All of the records must be set down again word for word.

AVAILABLE DATA:
⟨

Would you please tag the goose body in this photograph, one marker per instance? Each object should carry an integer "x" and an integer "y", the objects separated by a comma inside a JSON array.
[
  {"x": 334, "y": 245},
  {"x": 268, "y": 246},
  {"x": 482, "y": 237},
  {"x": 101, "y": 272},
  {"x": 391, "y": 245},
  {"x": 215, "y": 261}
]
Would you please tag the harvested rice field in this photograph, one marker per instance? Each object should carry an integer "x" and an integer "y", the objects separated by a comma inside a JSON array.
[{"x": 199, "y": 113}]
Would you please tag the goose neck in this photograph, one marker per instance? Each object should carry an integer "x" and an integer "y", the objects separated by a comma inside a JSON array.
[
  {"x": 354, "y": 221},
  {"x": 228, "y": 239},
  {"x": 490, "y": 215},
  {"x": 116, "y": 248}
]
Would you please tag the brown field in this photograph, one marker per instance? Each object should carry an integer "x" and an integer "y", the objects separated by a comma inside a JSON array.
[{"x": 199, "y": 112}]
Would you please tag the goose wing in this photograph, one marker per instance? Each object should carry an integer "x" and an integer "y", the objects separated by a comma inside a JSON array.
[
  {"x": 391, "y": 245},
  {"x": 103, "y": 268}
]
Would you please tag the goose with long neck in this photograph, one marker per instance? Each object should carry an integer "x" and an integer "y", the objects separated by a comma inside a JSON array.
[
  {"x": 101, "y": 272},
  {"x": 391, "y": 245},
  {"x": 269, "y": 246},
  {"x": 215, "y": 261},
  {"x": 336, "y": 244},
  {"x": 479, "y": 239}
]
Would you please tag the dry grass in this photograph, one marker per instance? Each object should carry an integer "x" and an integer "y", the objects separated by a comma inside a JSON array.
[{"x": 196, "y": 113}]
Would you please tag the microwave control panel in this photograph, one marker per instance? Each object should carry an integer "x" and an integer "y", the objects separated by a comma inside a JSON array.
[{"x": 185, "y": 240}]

⟩

ANSWER BOX:
Would you please tag the goose body in this photograph, one marker per instance? Each object should carry an integer "x" and an integer "y", the objects separated by a comma inside a JSON array.
[
  {"x": 334, "y": 245},
  {"x": 268, "y": 246},
  {"x": 482, "y": 237},
  {"x": 101, "y": 272},
  {"x": 391, "y": 245},
  {"x": 215, "y": 261}
]
Would you please tag the harvested rice field in this photograph, one marker per instance? Each object should carry an integer "x" and an integer "y", the objects separated by a comma inside a JSON array.
[{"x": 199, "y": 113}]
Would you please tag the goose neck in this photograph, one marker per instance? Each object should carry an integer "x" and an integer "y", the objects separated by a comma inside a JSON array.
[
  {"x": 354, "y": 221},
  {"x": 228, "y": 239},
  {"x": 490, "y": 215},
  {"x": 116, "y": 248}
]
Would you please tag the brown field in this photograph, one marker per instance? Each object should carry an integer "x" and an integer "y", the objects separated by a comma inside a JSON array.
[{"x": 199, "y": 112}]
Would you please tag the goose wing in this photograph, one marker per instance? Each object should carry an integer "x" and an integer "y", the objects separated by a comma inside a JSON array.
[
  {"x": 391, "y": 245},
  {"x": 103, "y": 268}
]
Would you please tag the goose with long neck in this photograph, one marker per instance? Each object should carry an integer "x" and an integer "y", the objects separated by a comma inside a JSON array.
[
  {"x": 101, "y": 272},
  {"x": 391, "y": 245},
  {"x": 269, "y": 246},
  {"x": 215, "y": 261},
  {"x": 336, "y": 244},
  {"x": 479, "y": 239}
]
Would you please tag the dry grass in this photograph, one marker per instance? Each object should carry an integer "x" and an integer "y", the objects separated by a comma inside a JSON array.
[{"x": 196, "y": 113}]
Would you please tag the microwave control panel in this photograph, one marker per instance? Each object should carry an integer "x" and an integer "y", the objects separated by a comma inside a JSON array.
[{"x": 185, "y": 240}]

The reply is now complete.